▶ _Task objective_
Copy verbatim the stretch of the material from the line containing "Segment the <item>bench" through the line containing "Provide the mask of the <item>bench", both lines included.

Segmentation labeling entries
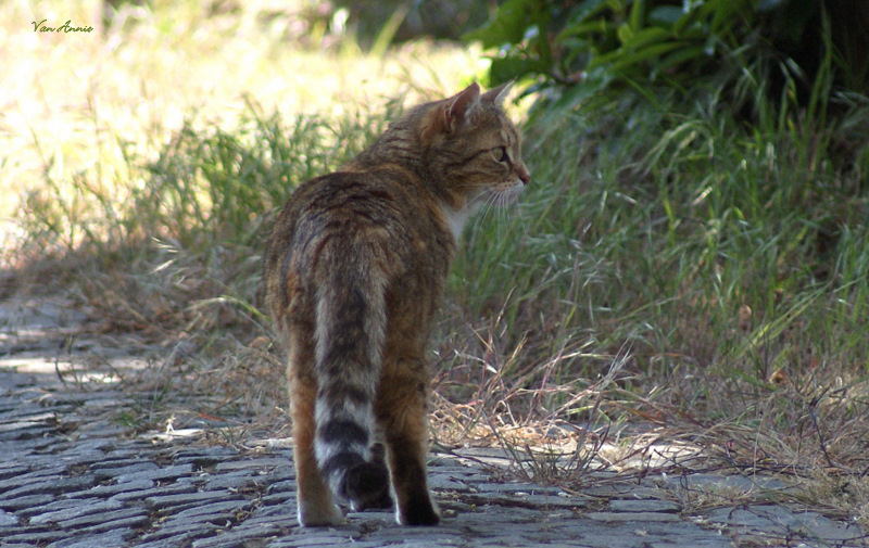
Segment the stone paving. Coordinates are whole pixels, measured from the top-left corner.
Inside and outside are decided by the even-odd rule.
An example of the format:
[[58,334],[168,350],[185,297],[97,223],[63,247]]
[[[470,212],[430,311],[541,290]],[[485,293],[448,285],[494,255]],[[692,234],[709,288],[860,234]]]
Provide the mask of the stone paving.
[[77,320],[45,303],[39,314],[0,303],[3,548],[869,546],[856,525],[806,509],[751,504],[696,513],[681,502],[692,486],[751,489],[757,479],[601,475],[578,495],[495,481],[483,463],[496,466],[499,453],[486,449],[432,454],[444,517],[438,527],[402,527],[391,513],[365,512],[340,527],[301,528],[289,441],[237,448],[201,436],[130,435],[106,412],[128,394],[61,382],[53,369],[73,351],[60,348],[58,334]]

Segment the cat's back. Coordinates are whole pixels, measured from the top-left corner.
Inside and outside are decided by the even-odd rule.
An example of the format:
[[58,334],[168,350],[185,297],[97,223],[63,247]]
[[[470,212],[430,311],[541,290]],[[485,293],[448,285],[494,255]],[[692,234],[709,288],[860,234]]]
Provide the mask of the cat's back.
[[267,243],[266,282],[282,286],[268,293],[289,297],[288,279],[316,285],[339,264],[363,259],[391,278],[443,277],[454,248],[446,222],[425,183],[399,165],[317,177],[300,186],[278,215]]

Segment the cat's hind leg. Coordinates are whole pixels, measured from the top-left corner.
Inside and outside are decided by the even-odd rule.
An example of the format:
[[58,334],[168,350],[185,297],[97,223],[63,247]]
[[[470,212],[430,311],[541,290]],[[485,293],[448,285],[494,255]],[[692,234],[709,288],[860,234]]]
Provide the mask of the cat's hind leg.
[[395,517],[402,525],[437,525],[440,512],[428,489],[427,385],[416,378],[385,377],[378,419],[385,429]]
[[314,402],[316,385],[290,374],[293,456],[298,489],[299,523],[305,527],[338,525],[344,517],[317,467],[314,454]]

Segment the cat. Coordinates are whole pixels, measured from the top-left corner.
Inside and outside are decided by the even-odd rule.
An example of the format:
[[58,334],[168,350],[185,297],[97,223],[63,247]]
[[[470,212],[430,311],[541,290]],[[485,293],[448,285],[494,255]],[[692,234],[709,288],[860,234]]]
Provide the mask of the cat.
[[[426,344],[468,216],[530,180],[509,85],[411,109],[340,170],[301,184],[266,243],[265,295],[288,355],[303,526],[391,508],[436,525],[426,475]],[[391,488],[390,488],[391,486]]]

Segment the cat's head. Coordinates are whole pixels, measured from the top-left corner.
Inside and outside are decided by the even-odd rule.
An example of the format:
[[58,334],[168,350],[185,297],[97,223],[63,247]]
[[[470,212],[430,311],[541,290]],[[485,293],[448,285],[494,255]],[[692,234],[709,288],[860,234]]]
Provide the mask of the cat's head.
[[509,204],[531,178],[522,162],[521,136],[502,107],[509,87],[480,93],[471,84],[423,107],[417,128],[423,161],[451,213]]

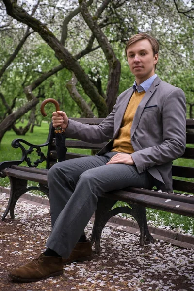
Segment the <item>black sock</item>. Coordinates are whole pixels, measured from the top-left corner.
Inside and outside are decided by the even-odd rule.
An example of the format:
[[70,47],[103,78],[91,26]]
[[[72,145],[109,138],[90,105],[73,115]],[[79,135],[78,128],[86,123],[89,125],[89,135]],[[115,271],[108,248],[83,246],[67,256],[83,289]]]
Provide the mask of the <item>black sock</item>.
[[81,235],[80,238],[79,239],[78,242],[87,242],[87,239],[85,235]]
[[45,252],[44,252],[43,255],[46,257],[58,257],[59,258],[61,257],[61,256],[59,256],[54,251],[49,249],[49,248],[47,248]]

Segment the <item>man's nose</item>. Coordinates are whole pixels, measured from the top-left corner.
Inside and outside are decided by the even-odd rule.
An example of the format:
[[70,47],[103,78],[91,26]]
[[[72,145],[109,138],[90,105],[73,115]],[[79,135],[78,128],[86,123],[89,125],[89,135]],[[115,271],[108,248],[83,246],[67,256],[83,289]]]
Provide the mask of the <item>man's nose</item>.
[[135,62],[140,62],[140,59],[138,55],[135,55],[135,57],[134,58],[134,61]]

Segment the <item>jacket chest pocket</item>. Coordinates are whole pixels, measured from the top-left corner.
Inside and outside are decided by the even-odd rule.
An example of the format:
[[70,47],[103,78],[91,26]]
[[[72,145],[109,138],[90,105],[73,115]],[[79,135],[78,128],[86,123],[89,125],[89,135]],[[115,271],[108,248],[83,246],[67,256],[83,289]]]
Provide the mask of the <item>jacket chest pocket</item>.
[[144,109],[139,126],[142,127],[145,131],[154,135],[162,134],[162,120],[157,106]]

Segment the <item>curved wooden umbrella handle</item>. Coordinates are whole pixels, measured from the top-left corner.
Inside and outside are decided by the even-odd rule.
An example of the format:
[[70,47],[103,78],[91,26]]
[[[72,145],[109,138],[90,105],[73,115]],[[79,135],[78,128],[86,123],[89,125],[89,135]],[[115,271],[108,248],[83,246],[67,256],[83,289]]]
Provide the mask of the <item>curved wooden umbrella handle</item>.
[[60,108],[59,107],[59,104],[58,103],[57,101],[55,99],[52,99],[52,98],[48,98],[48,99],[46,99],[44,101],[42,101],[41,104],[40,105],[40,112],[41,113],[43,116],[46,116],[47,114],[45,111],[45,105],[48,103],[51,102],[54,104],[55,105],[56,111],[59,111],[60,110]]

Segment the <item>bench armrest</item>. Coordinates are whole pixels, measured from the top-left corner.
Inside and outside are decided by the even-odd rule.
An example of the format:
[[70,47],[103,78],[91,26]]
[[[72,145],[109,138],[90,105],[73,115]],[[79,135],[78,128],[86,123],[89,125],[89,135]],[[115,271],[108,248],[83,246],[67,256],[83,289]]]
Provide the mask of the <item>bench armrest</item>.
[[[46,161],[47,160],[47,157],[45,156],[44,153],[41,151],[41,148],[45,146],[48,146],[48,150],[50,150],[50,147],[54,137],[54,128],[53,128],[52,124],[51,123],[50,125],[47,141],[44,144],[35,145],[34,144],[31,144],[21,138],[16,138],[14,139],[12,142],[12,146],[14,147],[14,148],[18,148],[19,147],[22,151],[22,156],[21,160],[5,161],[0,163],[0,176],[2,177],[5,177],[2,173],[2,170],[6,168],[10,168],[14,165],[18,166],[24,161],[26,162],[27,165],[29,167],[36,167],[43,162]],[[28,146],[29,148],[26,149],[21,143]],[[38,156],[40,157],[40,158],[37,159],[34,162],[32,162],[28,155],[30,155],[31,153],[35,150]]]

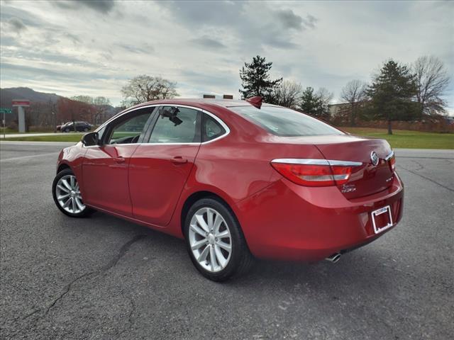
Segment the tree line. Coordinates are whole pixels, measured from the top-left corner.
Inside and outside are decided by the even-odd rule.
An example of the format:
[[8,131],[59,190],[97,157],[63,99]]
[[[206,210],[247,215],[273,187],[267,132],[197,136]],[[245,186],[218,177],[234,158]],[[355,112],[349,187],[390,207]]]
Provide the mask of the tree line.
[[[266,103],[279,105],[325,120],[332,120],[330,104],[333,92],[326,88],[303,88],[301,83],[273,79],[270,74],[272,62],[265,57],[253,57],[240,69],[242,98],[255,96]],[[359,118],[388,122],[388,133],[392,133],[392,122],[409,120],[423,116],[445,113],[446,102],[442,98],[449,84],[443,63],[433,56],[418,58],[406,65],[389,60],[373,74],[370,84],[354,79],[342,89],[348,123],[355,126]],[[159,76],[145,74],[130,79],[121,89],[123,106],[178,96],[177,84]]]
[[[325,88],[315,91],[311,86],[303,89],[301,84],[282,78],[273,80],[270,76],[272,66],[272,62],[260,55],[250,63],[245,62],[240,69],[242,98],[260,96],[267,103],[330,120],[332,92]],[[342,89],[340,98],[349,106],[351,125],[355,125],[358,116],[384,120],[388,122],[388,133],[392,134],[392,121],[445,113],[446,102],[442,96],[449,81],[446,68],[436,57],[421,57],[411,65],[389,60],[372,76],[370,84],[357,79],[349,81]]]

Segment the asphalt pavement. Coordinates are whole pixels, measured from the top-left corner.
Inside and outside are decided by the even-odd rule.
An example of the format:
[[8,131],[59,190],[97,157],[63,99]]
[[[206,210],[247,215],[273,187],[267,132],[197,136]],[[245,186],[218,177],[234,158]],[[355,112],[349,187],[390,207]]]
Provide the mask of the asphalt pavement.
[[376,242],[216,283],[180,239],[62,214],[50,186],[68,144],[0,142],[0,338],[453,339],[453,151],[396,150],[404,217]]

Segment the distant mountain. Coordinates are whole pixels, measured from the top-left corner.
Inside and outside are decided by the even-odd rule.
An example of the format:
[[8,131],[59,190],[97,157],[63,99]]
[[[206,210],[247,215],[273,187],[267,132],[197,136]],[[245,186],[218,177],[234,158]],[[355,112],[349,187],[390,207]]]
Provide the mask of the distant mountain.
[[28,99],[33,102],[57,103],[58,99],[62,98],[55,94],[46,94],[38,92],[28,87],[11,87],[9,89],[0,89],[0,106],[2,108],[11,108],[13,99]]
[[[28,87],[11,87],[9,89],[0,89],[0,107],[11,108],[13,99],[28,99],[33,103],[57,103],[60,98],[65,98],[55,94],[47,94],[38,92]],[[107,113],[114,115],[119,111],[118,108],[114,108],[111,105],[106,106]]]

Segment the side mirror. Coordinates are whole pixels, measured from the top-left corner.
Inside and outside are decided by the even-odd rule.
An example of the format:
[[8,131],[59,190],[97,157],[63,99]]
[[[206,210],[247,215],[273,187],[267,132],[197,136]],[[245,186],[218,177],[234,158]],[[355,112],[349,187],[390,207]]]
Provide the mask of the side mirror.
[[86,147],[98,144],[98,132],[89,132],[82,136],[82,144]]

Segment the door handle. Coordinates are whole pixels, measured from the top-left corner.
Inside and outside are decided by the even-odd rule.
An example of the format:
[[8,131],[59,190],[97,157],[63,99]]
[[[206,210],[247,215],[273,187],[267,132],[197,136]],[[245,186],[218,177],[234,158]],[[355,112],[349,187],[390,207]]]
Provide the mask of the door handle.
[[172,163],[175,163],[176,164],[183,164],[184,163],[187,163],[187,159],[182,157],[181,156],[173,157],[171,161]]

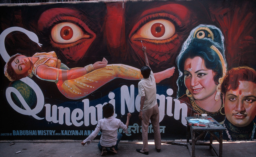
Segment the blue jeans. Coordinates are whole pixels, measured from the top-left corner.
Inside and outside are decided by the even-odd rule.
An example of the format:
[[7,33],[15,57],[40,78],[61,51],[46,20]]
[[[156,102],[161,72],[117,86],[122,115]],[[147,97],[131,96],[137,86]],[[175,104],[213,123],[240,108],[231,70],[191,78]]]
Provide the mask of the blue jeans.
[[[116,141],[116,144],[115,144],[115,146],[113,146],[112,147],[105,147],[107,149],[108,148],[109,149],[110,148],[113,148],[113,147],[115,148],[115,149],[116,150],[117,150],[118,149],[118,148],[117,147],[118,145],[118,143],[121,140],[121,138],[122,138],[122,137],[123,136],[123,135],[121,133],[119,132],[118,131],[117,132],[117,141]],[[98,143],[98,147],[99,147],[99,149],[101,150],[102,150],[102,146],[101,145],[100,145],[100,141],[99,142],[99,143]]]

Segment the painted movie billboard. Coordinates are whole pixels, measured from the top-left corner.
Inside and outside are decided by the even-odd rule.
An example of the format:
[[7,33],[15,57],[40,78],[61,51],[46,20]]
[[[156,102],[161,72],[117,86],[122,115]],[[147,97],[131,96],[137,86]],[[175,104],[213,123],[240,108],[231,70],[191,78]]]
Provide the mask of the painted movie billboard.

▶ _Right answer_
Segment the <item>bench armrest</item>. Coordinates are whole pixels, measured from the top-left corner.
Inside and outside are decided by the even-odd rule.
An example of the format:
[[70,47],[103,78],[91,26]]
[[[72,145],[109,138],[90,105],[73,115]],[[79,135],[78,128],[86,123],[89,125],[89,135]],[[115,271],[108,248],[83,246],[67,256],[83,289]]]
Provide the mask of the <item>bench armrest</item>.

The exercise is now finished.